- [REQUIRED ACTION]: Copy out every line of the data that follows, exactly.

- [EXERCISE DATA]:
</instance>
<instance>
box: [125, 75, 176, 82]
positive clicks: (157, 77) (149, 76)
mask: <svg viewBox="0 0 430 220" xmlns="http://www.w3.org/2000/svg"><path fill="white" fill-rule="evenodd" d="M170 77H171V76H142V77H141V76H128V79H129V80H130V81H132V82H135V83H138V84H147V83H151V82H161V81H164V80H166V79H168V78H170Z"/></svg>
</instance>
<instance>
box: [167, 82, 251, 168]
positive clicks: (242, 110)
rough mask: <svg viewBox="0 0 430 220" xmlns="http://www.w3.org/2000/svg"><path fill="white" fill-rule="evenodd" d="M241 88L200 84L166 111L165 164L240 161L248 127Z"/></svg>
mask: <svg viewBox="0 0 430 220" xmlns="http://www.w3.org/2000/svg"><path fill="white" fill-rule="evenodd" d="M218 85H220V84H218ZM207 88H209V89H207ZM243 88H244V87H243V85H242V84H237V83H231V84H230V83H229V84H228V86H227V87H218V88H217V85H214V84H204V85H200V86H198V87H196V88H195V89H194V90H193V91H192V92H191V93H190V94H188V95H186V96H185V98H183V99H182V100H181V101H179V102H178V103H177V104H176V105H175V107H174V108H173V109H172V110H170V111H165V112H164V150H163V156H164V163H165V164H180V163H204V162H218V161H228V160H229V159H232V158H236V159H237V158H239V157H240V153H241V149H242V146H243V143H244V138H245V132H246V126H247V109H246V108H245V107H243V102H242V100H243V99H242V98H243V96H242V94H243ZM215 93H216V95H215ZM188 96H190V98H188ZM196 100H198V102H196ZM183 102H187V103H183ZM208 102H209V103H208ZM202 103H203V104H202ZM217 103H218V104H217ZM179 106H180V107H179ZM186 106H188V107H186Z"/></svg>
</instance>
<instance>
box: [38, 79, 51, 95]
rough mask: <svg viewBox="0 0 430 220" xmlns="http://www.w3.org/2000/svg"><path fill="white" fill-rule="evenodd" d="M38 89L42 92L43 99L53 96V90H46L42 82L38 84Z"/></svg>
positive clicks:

- [SOLUTION FOR THIS EXERCISE]:
</instance>
<instance>
box: [125, 75, 176, 82]
positive clicks: (157, 77) (149, 76)
mask: <svg viewBox="0 0 430 220" xmlns="http://www.w3.org/2000/svg"><path fill="white" fill-rule="evenodd" d="M170 77H171V76H142V77H141V76H128V79H129V80H130V81H132V82H135V83H138V84H147V83H151V82H161V81H164V80H166V79H168V78H170Z"/></svg>
</instance>
<instance>
box: [167, 82, 251, 168]
positive clicks: (242, 110)
rough mask: <svg viewBox="0 0 430 220" xmlns="http://www.w3.org/2000/svg"><path fill="white" fill-rule="evenodd" d="M241 88L200 84L166 111L165 164L240 161L248 127Z"/></svg>
mask: <svg viewBox="0 0 430 220" xmlns="http://www.w3.org/2000/svg"><path fill="white" fill-rule="evenodd" d="M218 85H220V84H218ZM207 88H209V89H207ZM243 88H244V87H243V85H242V84H237V83H231V84H230V83H229V84H228V86H227V87H218V88H217V85H214V84H204V85H200V86H198V87H196V88H195V89H194V90H193V91H192V92H191V93H190V94H188V95H186V96H185V98H183V99H182V100H181V101H179V102H178V103H177V104H176V105H175V107H174V108H173V109H172V110H170V111H165V112H164V150H163V156H164V163H165V164H180V163H204V162H218V161H228V160H229V159H232V158H236V159H237V158H239V157H240V153H241V149H242V146H243V143H244V138H245V132H246V126H247V109H246V108H245V107H243V102H242V100H243V99H242V98H243V96H242V94H243ZM215 93H216V95H215ZM188 96H190V98H188ZM196 100H198V102H196ZM183 102H187V103H183ZM208 102H209V103H208ZM202 103H203V104H202ZM217 103H218V104H217ZM179 106H180V107H179ZM186 106H188V107H186Z"/></svg>
</instance>
<instance>
box: [38, 79, 51, 95]
rough mask: <svg viewBox="0 0 430 220" xmlns="http://www.w3.org/2000/svg"><path fill="white" fill-rule="evenodd" d="M38 89L42 92L43 99L53 96V90H46L42 82L38 84Z"/></svg>
positive clicks:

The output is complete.